4. D'une part, aux termes du deuxième alinéa de l'article 6 de l'accord franco-algérien du 27 décembre 1968 modifié relatif à la circulation, à l'emploi et au séjour des ressortissants algériens et de leurs familles : " Le certificat de résidence d'un an portant la mention "vie privée et familiale" est délivré de plein droit : / 1. Au ressortissant algérien qui justifie par tout moyen résider en France depuis plus de dix ans (...) ".
5. Si M. A... a séjourné régulièrement en France entre le 12 novembre 2007 et le 17 novembre 2015 sous couvert de certificats de résidence d'un an portant la mention " salarié ", il ressort des mentions de son passeport qu'il a effectué de nombreux séjours de plusieurs mois, en 2014, 2015 et 2016, en Algérie, pays où résident son épouse et ses deux enfants nés respectivement en mai 2011 et en novembre 2014. Il n'établit pas, par les éléments qu'il produit, sa présence habituelle en France en 2010, année de son mariage en Algérie, ni en 2011, année de naissance de son premier enfant, ni en 2013. Dans ces conditions, il ne justifie pas, au 25 mai 2018, date du refus de titre de séjour contesté, d'une résidence en France depuis plus de dix ans. Par suite, doit être écarté comme non fondé le moyen tiré de la méconnaissance des stipulations précitées du 1. du deuxième alinéa de l'article 6 de l'accord franco-algérien du 27 décembre 1968 modifié.
______________________________
▶ CONSIGNE DE L'EXERCICE:
Recopiez en entier, sans rien y changer, l'extrait ci-dessus sur le certificat de résidence.

▶ SECTION DES DONNÉES:
______________________________
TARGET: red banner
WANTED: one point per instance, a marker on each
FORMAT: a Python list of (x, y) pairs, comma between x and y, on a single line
______________________________
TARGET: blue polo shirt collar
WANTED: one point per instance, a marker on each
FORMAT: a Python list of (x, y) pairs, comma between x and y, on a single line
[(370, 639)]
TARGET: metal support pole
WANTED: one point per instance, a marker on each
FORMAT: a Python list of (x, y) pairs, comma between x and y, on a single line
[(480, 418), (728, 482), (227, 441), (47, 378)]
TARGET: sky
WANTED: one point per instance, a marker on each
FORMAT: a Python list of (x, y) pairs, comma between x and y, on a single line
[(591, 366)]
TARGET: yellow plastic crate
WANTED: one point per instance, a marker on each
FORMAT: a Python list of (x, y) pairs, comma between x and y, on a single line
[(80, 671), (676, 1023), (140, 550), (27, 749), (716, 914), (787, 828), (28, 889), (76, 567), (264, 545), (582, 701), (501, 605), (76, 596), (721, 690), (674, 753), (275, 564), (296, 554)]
______________________________
▶ RÉSULTAT DE L'EXERCICE:
4. D'une part, aux termes du deuxième alinéa de l'article 6 de l'accord franco-algérien du 27 décembre 1968 modifié relatif à la circulation, à l'emploi et au séjour des ressortissants algériens et de leurs familles : " Le certificat de résidence d'un an portant la mention "vie privée et familiale" est délivré de plein droit : / 1. Au ressortissant algérien qui justifie par tout moyen résider en France depuis plus de dix ans (...) ".
5. Si M. A... a séjourné régulièrement en France entre le 12 novembre 2007 et le 17 novembre 2015 sous couvert de certificats de résidence d'un an portant la mention " salarié ", il ressort des mentions de son passeport qu'il a effectué de nombreux séjours de plusieurs mois, en 2014, 2015 et 2016, en Algérie, pays où résident son épouse et ses deux enfants nés respectivement en mai 2011 et en novembre 2014. Il n'établit pas, par les éléments qu'il produit, sa présence habituelle en France en 2010, année de son mariage en Algérie, ni en 2011, année de naissance de son premier enfant, ni en 2013. Dans ces conditions, il ne justifie pas, au 25 mai 2018, date du refus de titre de séjour contesté, d'une résidence en France depuis plus de dix ans. Par suite, doit être écarté comme non fondé le moyen tiré de la méconnaissance des stipulations précitées du 1. du deuxième alinéa de l'article 6 de l'accord franco-algérien du 27 décembre 1968 modifié.